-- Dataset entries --
----------------------------------------

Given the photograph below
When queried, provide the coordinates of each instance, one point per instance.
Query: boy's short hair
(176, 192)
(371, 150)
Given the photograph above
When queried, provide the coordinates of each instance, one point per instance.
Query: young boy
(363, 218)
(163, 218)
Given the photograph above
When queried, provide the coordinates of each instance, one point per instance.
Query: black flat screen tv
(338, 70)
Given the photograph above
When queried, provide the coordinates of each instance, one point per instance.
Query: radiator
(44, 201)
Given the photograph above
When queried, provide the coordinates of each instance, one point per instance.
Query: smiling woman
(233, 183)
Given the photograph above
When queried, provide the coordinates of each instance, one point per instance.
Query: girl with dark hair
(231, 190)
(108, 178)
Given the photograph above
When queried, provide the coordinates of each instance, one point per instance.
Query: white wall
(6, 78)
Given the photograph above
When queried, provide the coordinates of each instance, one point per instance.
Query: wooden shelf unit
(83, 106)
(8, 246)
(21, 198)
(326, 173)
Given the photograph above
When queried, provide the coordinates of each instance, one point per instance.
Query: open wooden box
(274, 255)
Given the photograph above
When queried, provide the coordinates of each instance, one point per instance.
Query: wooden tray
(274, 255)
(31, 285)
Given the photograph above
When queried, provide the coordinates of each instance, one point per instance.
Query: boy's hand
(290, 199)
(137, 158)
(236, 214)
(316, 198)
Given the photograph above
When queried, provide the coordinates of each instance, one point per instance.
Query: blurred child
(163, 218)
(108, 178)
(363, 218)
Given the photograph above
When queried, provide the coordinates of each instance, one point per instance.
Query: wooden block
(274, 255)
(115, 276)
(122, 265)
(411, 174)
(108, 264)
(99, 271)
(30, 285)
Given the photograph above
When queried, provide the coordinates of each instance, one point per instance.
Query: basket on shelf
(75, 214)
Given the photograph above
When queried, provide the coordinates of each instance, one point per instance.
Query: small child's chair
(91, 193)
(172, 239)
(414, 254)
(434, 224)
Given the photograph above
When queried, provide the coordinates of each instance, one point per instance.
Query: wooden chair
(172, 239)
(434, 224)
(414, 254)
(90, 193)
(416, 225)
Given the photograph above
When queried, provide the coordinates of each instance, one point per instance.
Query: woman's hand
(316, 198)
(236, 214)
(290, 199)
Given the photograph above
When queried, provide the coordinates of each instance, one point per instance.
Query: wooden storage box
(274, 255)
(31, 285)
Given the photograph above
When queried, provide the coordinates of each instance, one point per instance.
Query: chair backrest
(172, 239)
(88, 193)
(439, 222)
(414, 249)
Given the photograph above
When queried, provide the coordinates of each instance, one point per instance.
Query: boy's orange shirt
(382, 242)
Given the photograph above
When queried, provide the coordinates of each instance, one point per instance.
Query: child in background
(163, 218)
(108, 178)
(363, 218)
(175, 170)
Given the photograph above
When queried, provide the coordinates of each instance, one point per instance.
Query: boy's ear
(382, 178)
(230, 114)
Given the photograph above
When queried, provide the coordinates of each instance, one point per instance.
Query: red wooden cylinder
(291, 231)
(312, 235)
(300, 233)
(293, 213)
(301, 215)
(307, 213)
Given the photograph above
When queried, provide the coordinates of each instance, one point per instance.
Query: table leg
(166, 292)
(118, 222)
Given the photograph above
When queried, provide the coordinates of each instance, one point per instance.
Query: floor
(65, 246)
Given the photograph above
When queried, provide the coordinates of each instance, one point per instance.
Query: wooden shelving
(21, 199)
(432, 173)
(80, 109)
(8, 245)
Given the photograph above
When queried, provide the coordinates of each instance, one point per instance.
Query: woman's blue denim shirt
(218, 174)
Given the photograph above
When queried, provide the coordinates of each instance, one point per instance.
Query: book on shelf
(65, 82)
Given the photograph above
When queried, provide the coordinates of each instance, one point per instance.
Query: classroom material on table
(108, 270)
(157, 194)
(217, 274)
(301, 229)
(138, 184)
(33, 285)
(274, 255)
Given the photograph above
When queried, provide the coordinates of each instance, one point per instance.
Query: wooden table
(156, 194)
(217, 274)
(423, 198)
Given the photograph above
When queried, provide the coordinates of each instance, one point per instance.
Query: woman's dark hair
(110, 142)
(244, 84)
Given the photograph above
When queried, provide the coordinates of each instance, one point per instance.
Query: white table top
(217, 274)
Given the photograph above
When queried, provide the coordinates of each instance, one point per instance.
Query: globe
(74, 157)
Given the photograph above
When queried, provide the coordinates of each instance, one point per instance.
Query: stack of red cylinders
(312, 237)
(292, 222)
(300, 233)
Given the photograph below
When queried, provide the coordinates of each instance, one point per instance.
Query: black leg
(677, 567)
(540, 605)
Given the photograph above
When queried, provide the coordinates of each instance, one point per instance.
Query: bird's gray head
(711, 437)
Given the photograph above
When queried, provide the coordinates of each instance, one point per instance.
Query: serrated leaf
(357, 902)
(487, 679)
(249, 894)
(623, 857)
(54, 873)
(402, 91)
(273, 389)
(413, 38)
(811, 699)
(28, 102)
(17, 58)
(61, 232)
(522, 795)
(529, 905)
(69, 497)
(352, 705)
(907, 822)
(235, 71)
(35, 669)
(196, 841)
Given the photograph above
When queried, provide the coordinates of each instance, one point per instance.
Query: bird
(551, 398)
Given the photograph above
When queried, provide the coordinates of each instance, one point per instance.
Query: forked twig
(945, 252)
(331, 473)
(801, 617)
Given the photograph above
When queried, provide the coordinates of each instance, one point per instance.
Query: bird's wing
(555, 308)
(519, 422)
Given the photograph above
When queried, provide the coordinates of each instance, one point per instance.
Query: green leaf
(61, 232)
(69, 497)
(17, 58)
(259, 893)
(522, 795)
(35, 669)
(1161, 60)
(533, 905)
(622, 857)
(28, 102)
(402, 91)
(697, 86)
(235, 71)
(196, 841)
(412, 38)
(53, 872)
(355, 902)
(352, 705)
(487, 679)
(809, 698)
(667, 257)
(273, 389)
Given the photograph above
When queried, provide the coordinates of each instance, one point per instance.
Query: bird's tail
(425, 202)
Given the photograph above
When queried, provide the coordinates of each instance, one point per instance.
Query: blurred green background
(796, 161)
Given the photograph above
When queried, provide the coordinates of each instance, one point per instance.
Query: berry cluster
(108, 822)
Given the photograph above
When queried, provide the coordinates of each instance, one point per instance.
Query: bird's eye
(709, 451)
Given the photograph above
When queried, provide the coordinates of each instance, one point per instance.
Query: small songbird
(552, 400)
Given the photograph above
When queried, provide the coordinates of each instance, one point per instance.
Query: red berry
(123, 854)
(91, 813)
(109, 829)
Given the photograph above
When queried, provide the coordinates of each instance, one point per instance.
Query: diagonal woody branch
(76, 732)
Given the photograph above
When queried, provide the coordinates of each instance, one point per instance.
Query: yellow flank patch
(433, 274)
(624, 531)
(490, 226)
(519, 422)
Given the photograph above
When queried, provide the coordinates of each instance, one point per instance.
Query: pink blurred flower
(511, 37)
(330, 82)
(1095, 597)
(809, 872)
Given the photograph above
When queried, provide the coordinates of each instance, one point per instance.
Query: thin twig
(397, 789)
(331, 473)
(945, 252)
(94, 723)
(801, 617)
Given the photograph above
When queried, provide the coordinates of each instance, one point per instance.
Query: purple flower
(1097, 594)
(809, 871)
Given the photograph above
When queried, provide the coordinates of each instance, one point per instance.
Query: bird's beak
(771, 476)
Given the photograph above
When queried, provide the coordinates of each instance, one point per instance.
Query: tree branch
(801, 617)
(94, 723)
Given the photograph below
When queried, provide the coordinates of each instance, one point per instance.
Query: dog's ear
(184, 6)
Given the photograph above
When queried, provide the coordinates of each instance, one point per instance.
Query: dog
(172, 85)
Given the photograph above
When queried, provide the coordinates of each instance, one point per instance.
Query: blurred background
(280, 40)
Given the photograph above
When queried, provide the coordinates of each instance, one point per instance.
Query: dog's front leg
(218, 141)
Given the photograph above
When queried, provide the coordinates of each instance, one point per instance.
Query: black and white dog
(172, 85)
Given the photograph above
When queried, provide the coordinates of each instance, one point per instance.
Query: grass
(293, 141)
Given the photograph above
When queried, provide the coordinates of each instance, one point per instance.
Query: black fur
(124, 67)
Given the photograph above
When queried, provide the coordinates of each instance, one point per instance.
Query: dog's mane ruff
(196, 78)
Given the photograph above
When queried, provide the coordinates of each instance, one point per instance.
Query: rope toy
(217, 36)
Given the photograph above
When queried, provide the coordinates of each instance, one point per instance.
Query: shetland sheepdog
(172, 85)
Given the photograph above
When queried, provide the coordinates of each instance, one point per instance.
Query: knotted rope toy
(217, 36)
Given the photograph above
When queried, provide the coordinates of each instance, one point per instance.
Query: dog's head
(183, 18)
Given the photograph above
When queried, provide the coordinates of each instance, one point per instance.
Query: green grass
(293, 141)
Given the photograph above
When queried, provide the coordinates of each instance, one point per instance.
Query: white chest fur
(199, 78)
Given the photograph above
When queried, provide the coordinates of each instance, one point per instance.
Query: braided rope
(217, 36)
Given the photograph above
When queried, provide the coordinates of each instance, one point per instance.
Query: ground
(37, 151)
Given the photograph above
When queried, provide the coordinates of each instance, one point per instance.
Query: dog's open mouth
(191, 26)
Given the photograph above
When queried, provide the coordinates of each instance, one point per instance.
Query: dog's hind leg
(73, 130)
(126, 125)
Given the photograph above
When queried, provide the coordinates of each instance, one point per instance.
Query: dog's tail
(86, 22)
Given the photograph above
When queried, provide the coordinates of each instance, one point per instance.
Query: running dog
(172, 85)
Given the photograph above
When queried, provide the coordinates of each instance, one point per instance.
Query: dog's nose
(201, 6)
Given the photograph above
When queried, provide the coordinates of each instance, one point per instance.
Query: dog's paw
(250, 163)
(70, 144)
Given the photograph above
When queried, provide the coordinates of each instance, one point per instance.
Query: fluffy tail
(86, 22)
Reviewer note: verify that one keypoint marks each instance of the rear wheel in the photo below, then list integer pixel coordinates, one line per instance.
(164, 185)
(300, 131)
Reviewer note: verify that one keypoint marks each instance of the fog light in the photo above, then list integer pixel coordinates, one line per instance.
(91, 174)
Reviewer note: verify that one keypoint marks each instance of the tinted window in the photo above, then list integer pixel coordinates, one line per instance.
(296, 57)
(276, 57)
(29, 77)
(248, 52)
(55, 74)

----------------------------------------

-- WHAT THE TASK REQUIRES --
Quote, word for word, every line starting at the one that contains "of the rear" and ending with the final line of the entries.

-- SOLUTION --
Reviewer note: verify that one keypoint marks each instance of the rear wheel in the photo below, then list integer pixel coordinates, one line per instance.
(164, 185)
(300, 131)
Reviewer note: verify that one keypoint marks each instance of the fog light in the photo above, then list integer pixel coordinates, one line per instance.
(91, 174)
Reviewer note: verify that one keypoint marks each instance of the tinted window in the photo above, then list integer pixel coordinates, one line per instance.
(296, 57)
(276, 57)
(29, 77)
(248, 52)
(55, 74)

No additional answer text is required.